Required task
Return, copied in full, each line below that contains the word "hand".

Data supplied
____
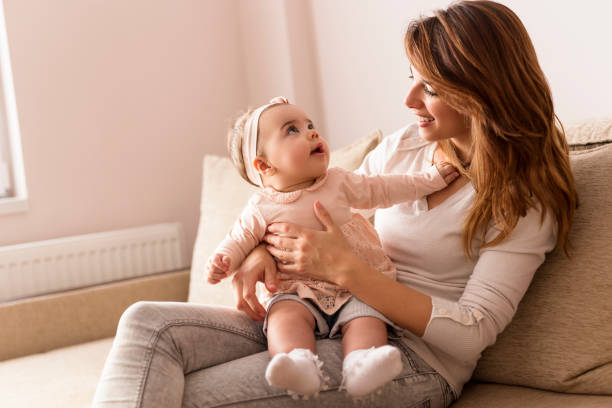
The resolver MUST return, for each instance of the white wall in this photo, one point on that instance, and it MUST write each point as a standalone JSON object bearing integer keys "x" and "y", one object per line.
{"x": 118, "y": 101}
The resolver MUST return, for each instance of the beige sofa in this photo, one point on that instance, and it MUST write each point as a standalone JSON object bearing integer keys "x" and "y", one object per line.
{"x": 557, "y": 352}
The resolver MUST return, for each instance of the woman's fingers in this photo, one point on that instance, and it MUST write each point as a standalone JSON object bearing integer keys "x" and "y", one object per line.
{"x": 280, "y": 254}
{"x": 280, "y": 242}
{"x": 270, "y": 278}
{"x": 244, "y": 302}
{"x": 250, "y": 296}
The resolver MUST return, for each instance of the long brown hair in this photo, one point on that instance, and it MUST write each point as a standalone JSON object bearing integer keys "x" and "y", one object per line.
{"x": 479, "y": 59}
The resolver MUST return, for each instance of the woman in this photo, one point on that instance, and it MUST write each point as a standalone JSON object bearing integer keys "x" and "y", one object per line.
{"x": 465, "y": 255}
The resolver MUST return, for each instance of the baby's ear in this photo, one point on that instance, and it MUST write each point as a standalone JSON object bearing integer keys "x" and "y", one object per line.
{"x": 263, "y": 166}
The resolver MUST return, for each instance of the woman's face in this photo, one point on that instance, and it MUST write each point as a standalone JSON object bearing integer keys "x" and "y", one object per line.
{"x": 437, "y": 120}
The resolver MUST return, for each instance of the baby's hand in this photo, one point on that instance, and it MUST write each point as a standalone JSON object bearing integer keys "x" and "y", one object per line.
{"x": 447, "y": 171}
{"x": 218, "y": 267}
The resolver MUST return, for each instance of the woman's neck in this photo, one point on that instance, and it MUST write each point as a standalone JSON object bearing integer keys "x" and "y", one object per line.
{"x": 463, "y": 148}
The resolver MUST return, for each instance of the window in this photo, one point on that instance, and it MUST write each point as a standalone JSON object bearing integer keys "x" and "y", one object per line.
{"x": 13, "y": 192}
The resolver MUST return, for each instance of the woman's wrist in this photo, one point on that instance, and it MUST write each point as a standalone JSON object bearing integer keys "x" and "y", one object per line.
{"x": 348, "y": 270}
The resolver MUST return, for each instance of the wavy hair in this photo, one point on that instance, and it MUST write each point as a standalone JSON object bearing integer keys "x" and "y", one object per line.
{"x": 479, "y": 58}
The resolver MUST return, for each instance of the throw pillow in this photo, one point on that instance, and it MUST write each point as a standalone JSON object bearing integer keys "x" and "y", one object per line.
{"x": 224, "y": 194}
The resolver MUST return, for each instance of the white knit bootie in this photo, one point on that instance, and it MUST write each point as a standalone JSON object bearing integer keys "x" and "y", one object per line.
{"x": 365, "y": 370}
{"x": 298, "y": 371}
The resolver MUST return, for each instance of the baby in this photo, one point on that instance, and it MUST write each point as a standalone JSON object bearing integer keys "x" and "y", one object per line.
{"x": 277, "y": 148}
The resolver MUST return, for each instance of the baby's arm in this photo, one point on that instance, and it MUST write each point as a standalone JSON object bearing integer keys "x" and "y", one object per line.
{"x": 245, "y": 235}
{"x": 385, "y": 190}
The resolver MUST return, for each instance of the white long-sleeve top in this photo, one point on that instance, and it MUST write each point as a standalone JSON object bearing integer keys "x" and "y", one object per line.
{"x": 473, "y": 299}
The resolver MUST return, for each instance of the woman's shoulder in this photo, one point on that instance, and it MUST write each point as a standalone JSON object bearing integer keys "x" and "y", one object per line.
{"x": 402, "y": 145}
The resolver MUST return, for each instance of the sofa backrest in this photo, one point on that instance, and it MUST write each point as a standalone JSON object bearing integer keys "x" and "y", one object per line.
{"x": 561, "y": 336}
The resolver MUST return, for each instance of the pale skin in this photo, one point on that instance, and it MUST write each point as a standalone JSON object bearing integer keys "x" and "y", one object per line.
{"x": 326, "y": 255}
{"x": 294, "y": 156}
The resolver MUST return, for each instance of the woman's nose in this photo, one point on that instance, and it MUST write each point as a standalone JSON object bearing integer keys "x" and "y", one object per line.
{"x": 411, "y": 100}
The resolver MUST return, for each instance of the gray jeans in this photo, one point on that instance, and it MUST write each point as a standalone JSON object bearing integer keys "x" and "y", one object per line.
{"x": 170, "y": 354}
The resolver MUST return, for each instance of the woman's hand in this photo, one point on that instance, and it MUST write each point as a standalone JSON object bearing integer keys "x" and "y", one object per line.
{"x": 258, "y": 266}
{"x": 324, "y": 255}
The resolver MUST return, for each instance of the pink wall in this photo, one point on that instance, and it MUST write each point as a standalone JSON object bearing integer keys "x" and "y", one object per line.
{"x": 118, "y": 102}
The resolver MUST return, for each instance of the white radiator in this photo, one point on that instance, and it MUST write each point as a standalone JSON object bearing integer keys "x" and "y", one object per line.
{"x": 54, "y": 265}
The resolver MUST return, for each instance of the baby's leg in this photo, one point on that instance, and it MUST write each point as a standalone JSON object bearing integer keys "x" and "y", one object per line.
{"x": 369, "y": 362}
{"x": 290, "y": 326}
{"x": 291, "y": 343}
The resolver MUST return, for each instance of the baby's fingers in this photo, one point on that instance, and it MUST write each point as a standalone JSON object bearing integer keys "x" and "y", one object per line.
{"x": 222, "y": 262}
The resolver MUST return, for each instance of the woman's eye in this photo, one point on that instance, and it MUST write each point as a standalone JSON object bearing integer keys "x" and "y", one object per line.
{"x": 429, "y": 92}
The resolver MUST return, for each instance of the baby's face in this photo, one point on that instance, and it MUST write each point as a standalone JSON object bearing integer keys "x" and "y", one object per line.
{"x": 292, "y": 145}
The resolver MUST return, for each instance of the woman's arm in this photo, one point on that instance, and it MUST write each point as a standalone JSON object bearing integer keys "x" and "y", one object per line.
{"x": 462, "y": 328}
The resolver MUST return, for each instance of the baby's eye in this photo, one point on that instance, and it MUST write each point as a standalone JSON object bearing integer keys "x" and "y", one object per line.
{"x": 429, "y": 92}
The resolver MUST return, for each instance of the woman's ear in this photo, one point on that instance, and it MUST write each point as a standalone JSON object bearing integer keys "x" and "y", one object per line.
{"x": 263, "y": 166}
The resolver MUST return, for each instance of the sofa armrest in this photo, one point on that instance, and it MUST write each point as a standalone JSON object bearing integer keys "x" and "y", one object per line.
{"x": 44, "y": 323}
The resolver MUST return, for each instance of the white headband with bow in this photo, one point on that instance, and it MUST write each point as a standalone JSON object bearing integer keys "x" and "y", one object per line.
{"x": 249, "y": 142}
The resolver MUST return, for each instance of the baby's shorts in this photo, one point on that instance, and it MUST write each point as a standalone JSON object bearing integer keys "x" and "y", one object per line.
{"x": 330, "y": 325}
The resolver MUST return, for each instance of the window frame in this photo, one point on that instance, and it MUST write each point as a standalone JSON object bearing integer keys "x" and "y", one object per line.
{"x": 17, "y": 201}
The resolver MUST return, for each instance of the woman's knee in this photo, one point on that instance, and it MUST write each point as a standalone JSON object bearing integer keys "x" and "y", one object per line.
{"x": 140, "y": 313}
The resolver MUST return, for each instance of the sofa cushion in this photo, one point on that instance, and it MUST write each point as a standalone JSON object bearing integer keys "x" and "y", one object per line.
{"x": 224, "y": 194}
{"x": 62, "y": 378}
{"x": 589, "y": 133}
{"x": 560, "y": 338}
{"x": 43, "y": 323}
{"x": 479, "y": 395}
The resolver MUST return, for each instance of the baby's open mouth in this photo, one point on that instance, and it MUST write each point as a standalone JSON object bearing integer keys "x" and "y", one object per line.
{"x": 318, "y": 149}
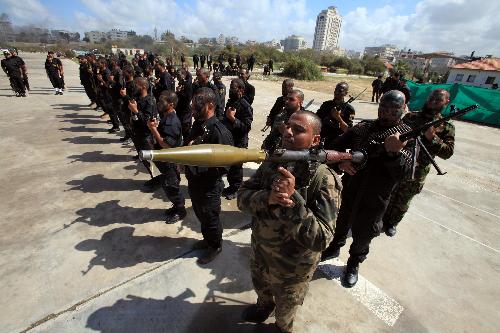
____
Expected output
The resolver MUST return, for each instance of the baby's hand in this photo, one point on that instance, and it MUST write each point as a standalone JSON object bearing integer keys "x" and "y", one object per line.
The resolver MUST return, for each instance of the woman's hand in this photo, one point on that instance, and it MUST write each point as a standalone JSON object bearing integer keys "x" and "y", one object per line.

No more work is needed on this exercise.